WRITTEN INSTRUCTION
Please rewrite everything from the row containing "Would you mind pointing out the brown" down to the end of the rows, substituting "black hair" for "dark hair" and leaving all else unchanged. Leave the pictures out of your answer.
---
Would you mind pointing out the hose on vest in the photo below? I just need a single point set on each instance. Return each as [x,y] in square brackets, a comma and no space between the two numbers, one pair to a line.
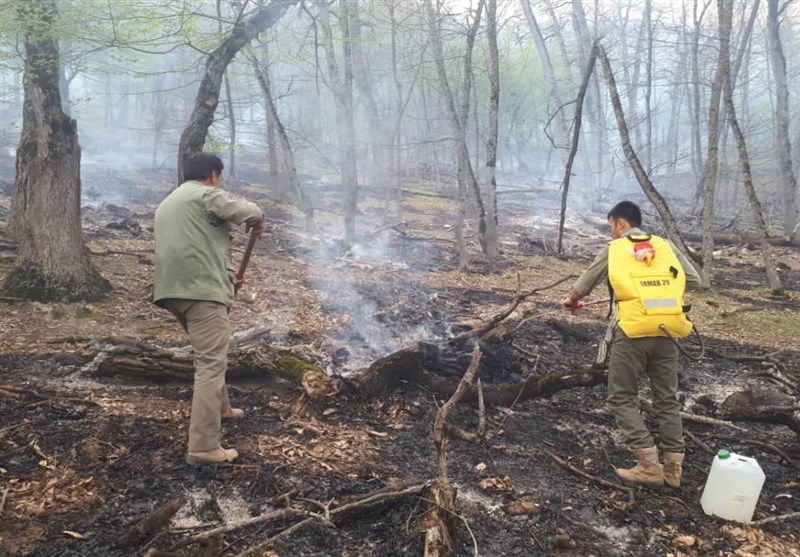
[680,348]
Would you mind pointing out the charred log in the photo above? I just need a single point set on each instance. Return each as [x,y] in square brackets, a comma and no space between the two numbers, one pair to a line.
[758,404]
[248,357]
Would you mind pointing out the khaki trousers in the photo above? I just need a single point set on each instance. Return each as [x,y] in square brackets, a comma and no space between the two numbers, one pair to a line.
[656,357]
[210,332]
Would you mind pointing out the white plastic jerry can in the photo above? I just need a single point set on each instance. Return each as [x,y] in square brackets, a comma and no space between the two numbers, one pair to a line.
[732,488]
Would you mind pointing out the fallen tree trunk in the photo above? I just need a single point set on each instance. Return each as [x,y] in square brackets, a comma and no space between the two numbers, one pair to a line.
[249,356]
[413,365]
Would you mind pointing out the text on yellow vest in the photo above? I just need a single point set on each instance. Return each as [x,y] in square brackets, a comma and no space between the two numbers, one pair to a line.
[648,283]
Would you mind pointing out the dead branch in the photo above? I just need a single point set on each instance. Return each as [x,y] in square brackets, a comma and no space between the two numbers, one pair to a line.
[14,392]
[760,404]
[740,359]
[441,495]
[779,518]
[334,513]
[647,406]
[151,523]
[494,321]
[281,514]
[700,443]
[567,466]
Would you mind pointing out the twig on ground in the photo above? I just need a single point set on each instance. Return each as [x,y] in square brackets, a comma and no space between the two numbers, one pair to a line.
[494,321]
[647,406]
[567,466]
[3,500]
[519,394]
[741,359]
[333,513]
[779,518]
[9,391]
[698,442]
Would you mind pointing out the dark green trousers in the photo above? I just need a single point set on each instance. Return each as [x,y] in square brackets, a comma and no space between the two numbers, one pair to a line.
[657,358]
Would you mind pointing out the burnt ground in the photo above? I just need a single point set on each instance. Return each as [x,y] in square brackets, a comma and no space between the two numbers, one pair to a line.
[83,458]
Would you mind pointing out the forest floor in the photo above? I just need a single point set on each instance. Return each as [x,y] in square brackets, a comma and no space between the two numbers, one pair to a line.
[85,458]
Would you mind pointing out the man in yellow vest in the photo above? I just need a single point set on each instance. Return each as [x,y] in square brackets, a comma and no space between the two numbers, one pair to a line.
[194,280]
[647,276]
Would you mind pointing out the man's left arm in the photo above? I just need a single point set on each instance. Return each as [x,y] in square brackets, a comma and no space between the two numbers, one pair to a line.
[232,208]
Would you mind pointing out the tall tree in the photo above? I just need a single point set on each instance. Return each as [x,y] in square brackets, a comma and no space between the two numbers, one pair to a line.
[712,158]
[52,261]
[778,59]
[650,191]
[491,139]
[193,138]
[459,117]
[725,9]
[276,127]
[341,83]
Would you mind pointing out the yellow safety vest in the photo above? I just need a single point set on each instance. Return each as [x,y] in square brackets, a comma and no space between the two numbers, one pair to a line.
[648,283]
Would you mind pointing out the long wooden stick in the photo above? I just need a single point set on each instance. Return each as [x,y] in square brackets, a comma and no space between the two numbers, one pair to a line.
[237,284]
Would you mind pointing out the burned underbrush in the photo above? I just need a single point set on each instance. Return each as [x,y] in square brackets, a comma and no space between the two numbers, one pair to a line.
[86,459]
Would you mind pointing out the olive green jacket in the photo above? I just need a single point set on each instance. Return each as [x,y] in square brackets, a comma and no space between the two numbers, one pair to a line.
[192,236]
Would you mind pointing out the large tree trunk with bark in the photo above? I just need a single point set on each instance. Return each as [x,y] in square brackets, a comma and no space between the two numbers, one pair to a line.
[712,166]
[193,138]
[782,119]
[52,261]
[641,176]
[491,139]
[744,160]
[276,128]
[458,119]
[341,83]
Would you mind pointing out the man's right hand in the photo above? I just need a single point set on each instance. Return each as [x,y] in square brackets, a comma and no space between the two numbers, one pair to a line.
[571,304]
[258,229]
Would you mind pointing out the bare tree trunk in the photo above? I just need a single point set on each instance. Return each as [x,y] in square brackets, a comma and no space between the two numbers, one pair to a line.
[271,112]
[644,181]
[193,137]
[52,262]
[342,85]
[458,120]
[556,104]
[697,144]
[594,107]
[782,117]
[491,140]
[301,199]
[576,134]
[712,166]
[232,129]
[744,160]
[229,108]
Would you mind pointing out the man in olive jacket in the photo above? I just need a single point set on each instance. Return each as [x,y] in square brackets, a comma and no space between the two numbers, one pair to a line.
[645,319]
[194,280]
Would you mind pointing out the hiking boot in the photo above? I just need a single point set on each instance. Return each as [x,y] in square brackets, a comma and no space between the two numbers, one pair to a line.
[233,414]
[647,471]
[672,469]
[217,456]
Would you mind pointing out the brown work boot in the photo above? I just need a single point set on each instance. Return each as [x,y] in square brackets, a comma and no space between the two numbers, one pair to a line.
[217,456]
[233,414]
[672,469]
[647,470]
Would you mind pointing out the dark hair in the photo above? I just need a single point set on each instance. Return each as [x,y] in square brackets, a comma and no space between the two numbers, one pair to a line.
[627,210]
[200,166]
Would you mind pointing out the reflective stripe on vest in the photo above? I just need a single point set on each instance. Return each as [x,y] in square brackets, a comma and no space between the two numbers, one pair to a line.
[648,289]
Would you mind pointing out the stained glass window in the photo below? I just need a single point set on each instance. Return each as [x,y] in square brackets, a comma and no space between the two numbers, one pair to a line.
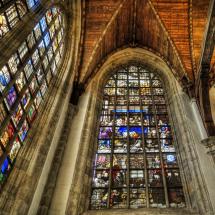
---
EXERCISE OUTPUT
Would you mind pointing out the brown work boot in the photo above? I just need a single point set on each instance. Return each as [x,y] in square brackets, a comma and no space between the two numbers, one pair to a line.
[217,456]
[233,414]
[672,469]
[647,470]
Would you mind pointing out the black hair in the photo above? I just need a single point set on each instance. Return each as [x,y] in square brackets, a comma and no space between the two numbers, one pair to a line.
[627,210]
[200,166]
Would you mind pointing out the reflective stripe on vest in the photo above? I just need a single point set on each instance. Return each as [x,y] in square brackets, a comma and no space between the two numbers, one pair to a line.
[648,289]
Would you mind pointing out the stained glass window in the photo below? I just need a single point set on each instance. Return each as [x,y] in square brackets, a comma and no space between the two numbers, one pair to a line.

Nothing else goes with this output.